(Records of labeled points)
........

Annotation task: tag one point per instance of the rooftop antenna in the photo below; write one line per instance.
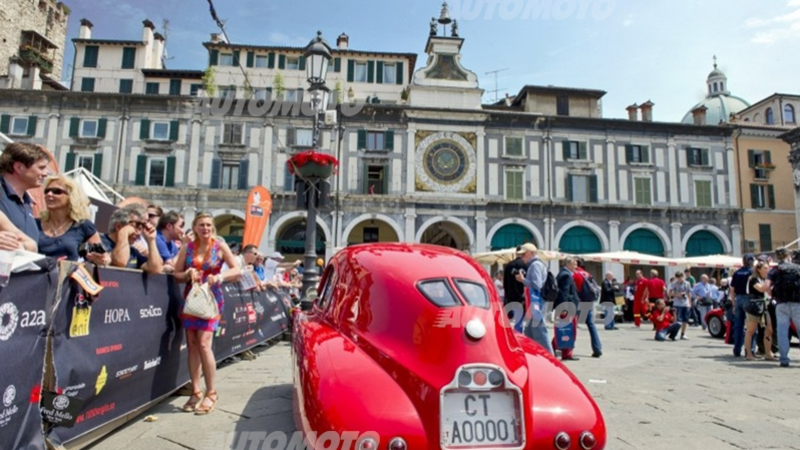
(496, 89)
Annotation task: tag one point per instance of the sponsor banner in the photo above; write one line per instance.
(25, 314)
(118, 352)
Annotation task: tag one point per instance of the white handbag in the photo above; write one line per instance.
(200, 302)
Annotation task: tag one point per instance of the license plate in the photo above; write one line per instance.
(481, 418)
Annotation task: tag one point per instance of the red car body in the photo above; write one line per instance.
(376, 354)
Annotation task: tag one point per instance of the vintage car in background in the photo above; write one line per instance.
(407, 347)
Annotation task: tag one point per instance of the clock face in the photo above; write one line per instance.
(445, 162)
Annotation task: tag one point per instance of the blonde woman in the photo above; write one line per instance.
(200, 261)
(757, 287)
(64, 225)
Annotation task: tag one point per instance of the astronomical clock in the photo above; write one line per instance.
(445, 162)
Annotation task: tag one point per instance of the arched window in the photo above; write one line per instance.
(788, 114)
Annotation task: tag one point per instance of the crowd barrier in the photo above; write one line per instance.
(103, 359)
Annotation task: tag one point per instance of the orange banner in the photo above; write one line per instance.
(259, 206)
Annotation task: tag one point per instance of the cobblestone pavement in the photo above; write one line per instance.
(654, 395)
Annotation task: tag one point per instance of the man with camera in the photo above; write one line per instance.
(784, 282)
(124, 228)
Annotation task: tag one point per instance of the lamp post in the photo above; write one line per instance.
(318, 56)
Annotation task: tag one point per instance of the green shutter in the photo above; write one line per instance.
(399, 77)
(771, 190)
(74, 126)
(97, 165)
(388, 140)
(173, 130)
(170, 181)
(70, 164)
(569, 188)
(32, 126)
(593, 188)
(101, 128)
(351, 70)
(144, 129)
(379, 77)
(362, 139)
(141, 169)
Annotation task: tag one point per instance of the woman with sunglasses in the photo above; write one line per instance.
(64, 225)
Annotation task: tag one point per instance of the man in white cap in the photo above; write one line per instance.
(534, 279)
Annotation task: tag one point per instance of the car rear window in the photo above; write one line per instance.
(474, 293)
(438, 292)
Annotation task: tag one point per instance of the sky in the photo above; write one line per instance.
(657, 50)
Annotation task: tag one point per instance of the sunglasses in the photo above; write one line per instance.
(55, 191)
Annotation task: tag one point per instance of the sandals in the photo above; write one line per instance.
(202, 410)
(194, 399)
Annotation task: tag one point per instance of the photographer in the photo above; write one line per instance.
(65, 231)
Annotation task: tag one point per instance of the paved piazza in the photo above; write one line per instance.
(654, 395)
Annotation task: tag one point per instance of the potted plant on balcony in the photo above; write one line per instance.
(311, 164)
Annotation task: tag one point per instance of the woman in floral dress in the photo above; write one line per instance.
(200, 261)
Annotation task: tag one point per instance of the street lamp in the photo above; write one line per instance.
(318, 57)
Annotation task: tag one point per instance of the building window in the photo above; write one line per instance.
(126, 86)
(128, 57)
(160, 131)
(230, 176)
(390, 73)
(762, 196)
(226, 59)
(698, 157)
(376, 180)
(88, 128)
(86, 162)
(156, 171)
(702, 191)
(575, 150)
(765, 236)
(90, 55)
(371, 234)
(562, 105)
(788, 114)
(262, 61)
(637, 154)
(19, 126)
(87, 85)
(582, 188)
(513, 147)
(360, 75)
(642, 192)
(514, 184)
(232, 133)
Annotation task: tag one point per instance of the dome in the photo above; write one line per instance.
(719, 102)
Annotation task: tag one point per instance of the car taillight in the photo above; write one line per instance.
(397, 443)
(587, 440)
(562, 441)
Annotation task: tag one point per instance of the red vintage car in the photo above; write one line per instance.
(407, 347)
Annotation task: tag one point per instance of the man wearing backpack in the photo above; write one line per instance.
(534, 279)
(785, 284)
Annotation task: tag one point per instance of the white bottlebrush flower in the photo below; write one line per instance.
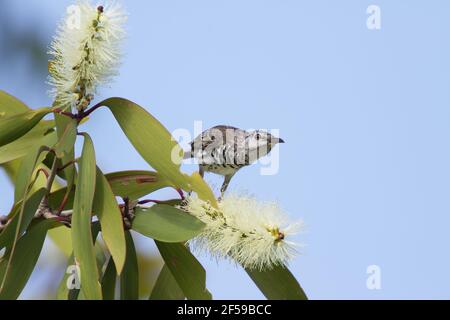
(86, 52)
(254, 234)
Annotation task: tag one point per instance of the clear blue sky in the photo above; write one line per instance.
(365, 115)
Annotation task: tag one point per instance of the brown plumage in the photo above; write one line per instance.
(224, 150)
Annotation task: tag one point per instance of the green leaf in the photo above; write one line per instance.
(66, 131)
(83, 245)
(166, 287)
(185, 268)
(31, 205)
(27, 168)
(63, 292)
(15, 126)
(167, 224)
(278, 284)
(109, 281)
(22, 146)
(26, 254)
(136, 184)
(156, 145)
(10, 105)
(66, 139)
(129, 279)
(108, 212)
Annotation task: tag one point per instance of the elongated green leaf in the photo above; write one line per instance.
(27, 167)
(132, 184)
(27, 252)
(65, 130)
(83, 245)
(15, 126)
(166, 287)
(8, 234)
(278, 284)
(108, 212)
(22, 146)
(67, 139)
(136, 184)
(156, 145)
(65, 292)
(60, 236)
(167, 224)
(109, 281)
(185, 268)
(10, 105)
(129, 279)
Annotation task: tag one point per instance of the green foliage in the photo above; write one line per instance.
(166, 223)
(39, 155)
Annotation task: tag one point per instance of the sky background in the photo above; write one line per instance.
(365, 115)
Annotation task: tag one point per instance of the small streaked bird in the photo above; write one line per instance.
(224, 150)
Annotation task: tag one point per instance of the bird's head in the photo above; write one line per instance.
(262, 141)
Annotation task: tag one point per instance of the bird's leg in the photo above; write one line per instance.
(225, 184)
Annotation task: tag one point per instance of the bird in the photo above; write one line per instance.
(224, 150)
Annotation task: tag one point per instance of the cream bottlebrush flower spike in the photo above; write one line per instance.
(86, 52)
(252, 233)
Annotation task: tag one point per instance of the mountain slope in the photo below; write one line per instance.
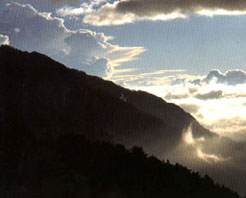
(101, 170)
(42, 100)
(47, 95)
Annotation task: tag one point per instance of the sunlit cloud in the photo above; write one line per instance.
(4, 40)
(217, 100)
(82, 49)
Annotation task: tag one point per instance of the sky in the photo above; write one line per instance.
(191, 53)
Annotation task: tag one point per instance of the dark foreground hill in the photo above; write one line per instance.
(41, 95)
(71, 166)
(46, 108)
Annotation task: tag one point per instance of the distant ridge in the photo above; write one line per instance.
(53, 120)
(42, 92)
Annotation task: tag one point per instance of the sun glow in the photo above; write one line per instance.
(197, 144)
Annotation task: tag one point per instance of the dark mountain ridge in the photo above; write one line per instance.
(46, 108)
(39, 90)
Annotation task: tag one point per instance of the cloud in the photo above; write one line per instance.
(31, 30)
(231, 77)
(4, 40)
(210, 95)
(128, 11)
(216, 100)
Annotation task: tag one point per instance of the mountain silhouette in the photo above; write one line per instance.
(54, 119)
(47, 95)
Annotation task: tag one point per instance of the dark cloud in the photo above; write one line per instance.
(230, 77)
(154, 7)
(210, 95)
(128, 11)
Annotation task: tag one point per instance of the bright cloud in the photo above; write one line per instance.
(128, 11)
(4, 40)
(217, 100)
(90, 51)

........

** Directions for this task **
Render the records as a Markdown table with the columns "Row" and "Entry," from the line with "Annotation task: tag one point per instance of the bird's head" up to and including the last line of the records. Give each line its own numbered row, and leave out blank lines and the pictures.

** Exercise solution **
| Row | Entry |
|---|---|
| 1 | Annotation task: tag one point per instance of the bird's head in the photo above; write one line per instance. |
| 2 | (262, 141) |
| 3 | Annotation task: tag one point per instance of the bird's leg in the photo above; write one line per instance. |
| 4 | (225, 184) |
| 5 | Annotation task: tag one point per instance of the bird in the photo above; write one line per instance. |
| 6 | (224, 150) |
| 7 | Annotation task: tag one point per instance of the cream bottlebrush flower spike in the photo above; write one line per instance. |
| 8 | (86, 52) |
| 9 | (252, 233) |
| 10 | Annotation task: tag one point per instance of the mountain slope in the photo below; write one line per instance. |
| 11 | (101, 170) |
| 12 | (42, 100) |
| 13 | (47, 95) |
| 14 | Annotation task: tag one point per instance of the sunlit cloud in the photo above; write one line per instance. |
| 15 | (4, 40) |
| 16 | (217, 100) |
| 17 | (82, 49) |
| 18 | Annotation task: tag one point per instance of the sky in the photo above; write one line per instance. |
| 19 | (191, 53) |
| 20 | Annotation task: tag one point per instance of the dark foreground hill in the photo above; write one line per instance. |
| 21 | (41, 95) |
| 22 | (71, 166) |
| 23 | (46, 108) |
| 24 | Annotation task: tag one point per instance of the distant ridge in the photo above; write one line per instance. |
| 25 | (53, 120) |
| 26 | (42, 92) |
| 27 | Annotation task: tag one point per instance of the sun glow in the photo above; write one line per instance. |
| 28 | (197, 144) |
| 29 | Annotation task: tag one point per instance of the dark mountain ridge in the photo above; write one line per instance. |
| 30 | (46, 108) |
| 31 | (39, 90) |
| 32 | Annotation task: tag one point per instance of the cloud in the photo above; write one line per instance. |
| 33 | (31, 30) |
| 34 | (231, 77) |
| 35 | (4, 40) |
| 36 | (210, 95) |
| 37 | (128, 11) |
| 38 | (216, 100) |
| 39 | Annotation task: tag one point per instance of the mountain silhouette in the photo above; write one line per instance. |
| 40 | (54, 119) |
| 41 | (47, 95) |
| 42 | Annotation task: tag one point per instance of the dark cloud in the photo above; write one line per instance. |
| 43 | (230, 77) |
| 44 | (154, 7) |
| 45 | (210, 95) |
| 46 | (128, 11) |
| 47 | Annotation task: tag one point per instance of the bright cloud in the photo above; write one line per instance. |
| 48 | (128, 11) |
| 49 | (4, 40) |
| 50 | (217, 100) |
| 51 | (90, 51) |